▸ WHAT TO DO: Look through the listing below and report how many lines contain "query", as a bare number.

▸ RECORDS PROVIDED:
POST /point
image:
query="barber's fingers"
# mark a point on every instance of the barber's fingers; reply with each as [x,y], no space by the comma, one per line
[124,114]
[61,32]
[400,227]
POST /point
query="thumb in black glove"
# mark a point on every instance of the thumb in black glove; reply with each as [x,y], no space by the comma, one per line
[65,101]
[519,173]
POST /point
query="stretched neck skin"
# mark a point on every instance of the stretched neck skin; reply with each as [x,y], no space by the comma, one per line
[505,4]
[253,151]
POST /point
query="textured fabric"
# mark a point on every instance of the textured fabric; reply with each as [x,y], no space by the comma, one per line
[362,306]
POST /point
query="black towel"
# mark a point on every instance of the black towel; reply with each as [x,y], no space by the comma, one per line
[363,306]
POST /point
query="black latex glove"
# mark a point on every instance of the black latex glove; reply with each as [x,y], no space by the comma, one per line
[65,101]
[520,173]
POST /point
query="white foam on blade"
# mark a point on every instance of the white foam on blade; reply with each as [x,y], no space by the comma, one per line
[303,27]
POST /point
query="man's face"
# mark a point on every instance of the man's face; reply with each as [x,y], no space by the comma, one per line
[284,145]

▸ TASK SOLUTION: 8